-- Exercise --
Can you repeat the items starting with the line with "For the evaluation set, locate the woman's" and going on through the line with "x=778 y=176", substituting "walking person in background" for "standing person in background" and keeping everything else unchanged?

-- Records for this exercise --

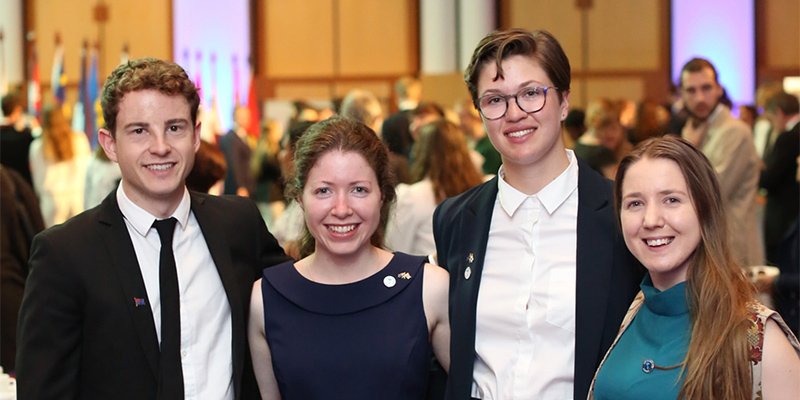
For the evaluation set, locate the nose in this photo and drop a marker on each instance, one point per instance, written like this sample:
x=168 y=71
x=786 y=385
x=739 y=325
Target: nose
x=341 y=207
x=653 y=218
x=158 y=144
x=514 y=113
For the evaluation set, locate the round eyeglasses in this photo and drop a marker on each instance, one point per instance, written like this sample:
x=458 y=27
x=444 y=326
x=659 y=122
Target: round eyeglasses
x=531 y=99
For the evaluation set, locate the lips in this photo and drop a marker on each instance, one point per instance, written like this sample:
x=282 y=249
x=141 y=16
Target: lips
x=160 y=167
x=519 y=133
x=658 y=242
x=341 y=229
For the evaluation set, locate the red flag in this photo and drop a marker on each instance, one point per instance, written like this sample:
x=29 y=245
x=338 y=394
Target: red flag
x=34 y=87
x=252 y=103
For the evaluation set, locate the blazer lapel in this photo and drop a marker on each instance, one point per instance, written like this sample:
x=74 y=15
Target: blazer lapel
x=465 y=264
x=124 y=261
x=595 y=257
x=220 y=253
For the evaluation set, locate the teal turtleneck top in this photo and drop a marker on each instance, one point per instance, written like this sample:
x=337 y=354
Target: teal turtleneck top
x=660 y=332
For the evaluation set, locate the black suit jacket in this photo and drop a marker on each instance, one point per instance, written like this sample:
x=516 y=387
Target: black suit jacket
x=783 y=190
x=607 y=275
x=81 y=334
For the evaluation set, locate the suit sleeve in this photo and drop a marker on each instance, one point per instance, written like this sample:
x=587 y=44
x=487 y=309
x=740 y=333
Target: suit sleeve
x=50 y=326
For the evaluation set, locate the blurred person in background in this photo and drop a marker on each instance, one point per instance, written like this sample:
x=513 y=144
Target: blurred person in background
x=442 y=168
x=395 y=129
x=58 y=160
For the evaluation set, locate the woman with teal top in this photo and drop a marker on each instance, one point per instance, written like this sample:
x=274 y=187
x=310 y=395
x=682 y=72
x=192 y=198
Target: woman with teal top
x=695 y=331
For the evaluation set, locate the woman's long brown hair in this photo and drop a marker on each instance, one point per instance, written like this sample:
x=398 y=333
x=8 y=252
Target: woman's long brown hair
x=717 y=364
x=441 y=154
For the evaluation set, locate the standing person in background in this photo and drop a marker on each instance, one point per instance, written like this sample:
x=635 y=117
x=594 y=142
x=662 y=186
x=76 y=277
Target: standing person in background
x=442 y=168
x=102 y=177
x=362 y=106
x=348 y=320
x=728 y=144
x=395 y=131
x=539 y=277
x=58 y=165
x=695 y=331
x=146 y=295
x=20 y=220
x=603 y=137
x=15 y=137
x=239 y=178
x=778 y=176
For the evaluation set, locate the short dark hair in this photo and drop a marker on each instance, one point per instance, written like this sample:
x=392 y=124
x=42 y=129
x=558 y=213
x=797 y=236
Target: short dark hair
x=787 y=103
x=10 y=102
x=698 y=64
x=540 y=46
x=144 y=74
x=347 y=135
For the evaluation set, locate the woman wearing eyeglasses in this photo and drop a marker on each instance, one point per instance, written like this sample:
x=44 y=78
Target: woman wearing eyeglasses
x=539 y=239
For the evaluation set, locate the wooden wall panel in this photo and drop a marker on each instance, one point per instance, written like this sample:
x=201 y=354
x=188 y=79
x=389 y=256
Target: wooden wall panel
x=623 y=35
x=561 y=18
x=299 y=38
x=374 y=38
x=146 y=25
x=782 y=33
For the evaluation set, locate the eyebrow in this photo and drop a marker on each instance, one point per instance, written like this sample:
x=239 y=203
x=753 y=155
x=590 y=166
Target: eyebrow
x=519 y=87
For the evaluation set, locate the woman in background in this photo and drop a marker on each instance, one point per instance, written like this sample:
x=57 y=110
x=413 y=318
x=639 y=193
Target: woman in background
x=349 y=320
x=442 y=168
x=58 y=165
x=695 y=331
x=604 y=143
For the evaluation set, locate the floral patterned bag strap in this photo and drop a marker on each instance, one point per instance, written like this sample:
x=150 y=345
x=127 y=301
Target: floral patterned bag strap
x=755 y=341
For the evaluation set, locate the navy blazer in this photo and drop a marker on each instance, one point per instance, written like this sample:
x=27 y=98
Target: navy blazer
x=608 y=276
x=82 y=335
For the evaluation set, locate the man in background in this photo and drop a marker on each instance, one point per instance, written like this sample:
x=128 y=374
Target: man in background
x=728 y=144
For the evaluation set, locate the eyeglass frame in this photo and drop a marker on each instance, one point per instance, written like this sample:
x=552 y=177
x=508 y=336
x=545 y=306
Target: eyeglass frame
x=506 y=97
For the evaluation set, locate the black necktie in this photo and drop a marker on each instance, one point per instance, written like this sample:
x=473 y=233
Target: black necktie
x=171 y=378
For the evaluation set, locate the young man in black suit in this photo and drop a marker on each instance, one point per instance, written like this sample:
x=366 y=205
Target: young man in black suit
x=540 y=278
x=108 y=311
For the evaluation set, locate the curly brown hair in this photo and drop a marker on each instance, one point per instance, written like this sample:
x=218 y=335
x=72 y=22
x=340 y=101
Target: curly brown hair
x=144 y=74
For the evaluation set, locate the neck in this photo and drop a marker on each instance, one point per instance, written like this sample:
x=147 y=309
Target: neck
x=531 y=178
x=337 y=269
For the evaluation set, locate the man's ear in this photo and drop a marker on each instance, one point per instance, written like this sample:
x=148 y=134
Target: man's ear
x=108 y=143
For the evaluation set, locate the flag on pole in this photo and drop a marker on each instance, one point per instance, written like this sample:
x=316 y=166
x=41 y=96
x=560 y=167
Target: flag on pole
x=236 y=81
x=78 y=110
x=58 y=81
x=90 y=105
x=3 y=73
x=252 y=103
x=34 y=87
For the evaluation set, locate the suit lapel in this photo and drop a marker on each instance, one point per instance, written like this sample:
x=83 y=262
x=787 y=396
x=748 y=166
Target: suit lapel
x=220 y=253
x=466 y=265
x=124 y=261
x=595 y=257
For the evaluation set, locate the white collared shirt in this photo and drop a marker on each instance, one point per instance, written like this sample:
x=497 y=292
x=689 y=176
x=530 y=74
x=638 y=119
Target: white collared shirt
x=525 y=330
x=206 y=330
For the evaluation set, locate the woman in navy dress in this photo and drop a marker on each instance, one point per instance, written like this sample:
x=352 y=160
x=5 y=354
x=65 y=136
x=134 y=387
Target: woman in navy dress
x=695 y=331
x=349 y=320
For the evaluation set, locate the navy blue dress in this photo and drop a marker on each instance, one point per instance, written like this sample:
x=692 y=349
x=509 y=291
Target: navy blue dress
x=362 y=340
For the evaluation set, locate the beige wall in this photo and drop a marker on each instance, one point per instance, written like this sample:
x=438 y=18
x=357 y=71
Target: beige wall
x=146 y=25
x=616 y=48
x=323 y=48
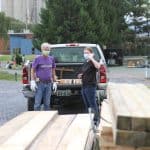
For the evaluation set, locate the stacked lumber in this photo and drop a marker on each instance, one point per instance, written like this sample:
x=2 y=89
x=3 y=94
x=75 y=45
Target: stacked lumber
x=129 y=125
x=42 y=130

---

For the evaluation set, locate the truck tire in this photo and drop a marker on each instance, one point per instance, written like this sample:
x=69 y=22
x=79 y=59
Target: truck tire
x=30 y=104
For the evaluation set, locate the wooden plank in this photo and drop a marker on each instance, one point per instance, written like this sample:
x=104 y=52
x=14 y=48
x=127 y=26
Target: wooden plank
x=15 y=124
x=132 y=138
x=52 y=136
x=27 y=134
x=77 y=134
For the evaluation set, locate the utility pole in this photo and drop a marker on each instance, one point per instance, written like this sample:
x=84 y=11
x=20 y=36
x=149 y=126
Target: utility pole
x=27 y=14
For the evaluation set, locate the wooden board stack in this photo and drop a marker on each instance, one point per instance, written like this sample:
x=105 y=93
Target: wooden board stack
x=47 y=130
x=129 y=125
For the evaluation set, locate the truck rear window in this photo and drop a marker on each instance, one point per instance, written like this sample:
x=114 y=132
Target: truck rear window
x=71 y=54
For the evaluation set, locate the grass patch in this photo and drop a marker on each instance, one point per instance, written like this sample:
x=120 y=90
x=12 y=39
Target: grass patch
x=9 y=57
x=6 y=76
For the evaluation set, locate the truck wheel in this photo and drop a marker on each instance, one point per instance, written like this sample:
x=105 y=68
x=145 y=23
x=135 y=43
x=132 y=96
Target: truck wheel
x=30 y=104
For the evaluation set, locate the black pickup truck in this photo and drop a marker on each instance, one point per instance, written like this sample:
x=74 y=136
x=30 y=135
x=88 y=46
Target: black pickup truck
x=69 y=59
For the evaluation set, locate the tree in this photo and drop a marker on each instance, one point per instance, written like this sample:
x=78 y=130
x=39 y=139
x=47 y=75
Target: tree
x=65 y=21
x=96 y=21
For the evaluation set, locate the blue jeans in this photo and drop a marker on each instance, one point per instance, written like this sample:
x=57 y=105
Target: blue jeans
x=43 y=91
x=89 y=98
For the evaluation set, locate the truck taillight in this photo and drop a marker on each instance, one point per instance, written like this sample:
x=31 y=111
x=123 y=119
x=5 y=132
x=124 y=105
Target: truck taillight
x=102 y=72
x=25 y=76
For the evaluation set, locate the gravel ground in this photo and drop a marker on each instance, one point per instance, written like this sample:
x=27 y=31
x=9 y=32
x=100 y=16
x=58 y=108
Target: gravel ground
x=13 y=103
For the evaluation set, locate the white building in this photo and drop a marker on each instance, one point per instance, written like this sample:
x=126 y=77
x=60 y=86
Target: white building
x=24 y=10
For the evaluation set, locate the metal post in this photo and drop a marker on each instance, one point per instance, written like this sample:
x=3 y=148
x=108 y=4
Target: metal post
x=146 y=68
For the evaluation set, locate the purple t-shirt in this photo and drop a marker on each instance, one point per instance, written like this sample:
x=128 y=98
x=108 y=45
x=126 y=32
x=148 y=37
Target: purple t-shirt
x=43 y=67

-- Answer to this exercise --
For the evaluation set, locate the woman's long brown hair in this photo and drop a marker on each instance, one point per instance, written like this sample:
x=398 y=333
x=8 y=252
Target: woman's long brown hair
x=717 y=364
x=441 y=154
For the evaluation set, locate the walking person in background in this photo and drop a marker on each instance, one point per instance, written like this sample:
x=635 y=117
x=594 y=142
x=662 y=186
x=76 y=277
Target: walking person in background
x=442 y=168
x=102 y=177
x=362 y=106
x=348 y=320
x=728 y=144
x=395 y=131
x=539 y=277
x=58 y=165
x=695 y=331
x=146 y=295
x=20 y=220
x=603 y=137
x=15 y=137
x=239 y=178
x=778 y=176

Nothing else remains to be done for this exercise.